__Provided records__
....................

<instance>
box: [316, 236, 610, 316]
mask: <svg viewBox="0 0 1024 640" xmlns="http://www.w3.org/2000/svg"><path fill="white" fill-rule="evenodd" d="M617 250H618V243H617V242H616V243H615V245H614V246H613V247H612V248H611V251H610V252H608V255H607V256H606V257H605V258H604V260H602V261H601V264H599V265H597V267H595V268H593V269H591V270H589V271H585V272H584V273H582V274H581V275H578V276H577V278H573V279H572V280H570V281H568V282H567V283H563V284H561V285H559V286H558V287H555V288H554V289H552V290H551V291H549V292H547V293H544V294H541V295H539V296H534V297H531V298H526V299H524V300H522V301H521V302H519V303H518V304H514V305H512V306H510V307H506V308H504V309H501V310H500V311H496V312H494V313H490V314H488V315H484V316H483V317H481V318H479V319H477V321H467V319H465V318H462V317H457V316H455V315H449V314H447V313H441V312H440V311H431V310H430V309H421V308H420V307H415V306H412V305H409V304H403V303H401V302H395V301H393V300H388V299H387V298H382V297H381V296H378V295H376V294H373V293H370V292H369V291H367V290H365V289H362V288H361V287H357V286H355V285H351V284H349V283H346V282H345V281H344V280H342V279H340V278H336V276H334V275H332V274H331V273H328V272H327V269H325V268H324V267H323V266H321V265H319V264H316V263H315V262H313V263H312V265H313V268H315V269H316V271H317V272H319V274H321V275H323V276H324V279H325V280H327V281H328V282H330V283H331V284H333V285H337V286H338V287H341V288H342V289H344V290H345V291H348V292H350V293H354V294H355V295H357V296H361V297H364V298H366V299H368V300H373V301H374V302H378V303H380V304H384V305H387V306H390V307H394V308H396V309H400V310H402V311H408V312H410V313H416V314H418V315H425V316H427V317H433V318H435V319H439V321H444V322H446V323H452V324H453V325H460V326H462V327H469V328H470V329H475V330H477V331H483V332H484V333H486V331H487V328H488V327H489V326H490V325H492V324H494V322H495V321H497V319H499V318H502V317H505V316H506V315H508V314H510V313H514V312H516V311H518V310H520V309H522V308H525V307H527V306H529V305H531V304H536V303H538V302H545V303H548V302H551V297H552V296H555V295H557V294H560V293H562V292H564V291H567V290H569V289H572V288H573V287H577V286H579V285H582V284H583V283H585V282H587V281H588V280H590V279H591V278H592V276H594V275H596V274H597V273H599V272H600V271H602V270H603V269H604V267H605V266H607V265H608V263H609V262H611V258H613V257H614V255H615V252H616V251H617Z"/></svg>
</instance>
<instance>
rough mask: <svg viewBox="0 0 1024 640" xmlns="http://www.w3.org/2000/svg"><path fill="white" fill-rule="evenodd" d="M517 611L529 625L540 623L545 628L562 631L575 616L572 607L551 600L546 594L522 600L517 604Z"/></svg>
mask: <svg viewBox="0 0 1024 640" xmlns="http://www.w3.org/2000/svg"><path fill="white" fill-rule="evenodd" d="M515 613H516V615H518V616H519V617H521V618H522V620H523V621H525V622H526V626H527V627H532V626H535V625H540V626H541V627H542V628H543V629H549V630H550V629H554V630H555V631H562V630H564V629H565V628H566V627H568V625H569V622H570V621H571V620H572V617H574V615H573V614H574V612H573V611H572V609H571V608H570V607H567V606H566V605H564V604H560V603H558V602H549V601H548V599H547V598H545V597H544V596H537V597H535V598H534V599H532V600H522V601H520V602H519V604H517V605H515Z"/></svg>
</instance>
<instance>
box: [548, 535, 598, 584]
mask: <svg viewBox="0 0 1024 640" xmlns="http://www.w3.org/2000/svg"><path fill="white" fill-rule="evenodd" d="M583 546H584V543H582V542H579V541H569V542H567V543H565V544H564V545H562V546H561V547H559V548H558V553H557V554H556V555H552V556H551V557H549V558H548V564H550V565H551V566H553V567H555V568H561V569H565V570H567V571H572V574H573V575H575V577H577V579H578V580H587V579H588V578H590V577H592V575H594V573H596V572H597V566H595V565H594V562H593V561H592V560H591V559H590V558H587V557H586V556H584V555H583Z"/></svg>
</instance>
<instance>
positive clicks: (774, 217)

....................

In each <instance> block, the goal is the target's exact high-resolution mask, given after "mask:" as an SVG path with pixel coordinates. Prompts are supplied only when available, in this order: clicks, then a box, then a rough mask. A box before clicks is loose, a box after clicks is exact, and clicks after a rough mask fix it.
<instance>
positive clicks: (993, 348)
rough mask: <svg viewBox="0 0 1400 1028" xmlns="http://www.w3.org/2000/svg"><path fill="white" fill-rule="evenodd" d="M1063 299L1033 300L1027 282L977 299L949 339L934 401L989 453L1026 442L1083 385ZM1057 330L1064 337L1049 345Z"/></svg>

....................

__What you need to do__
Say how many lines in the listing include the word "clicks", giving nothing but the number.

__Result below__
3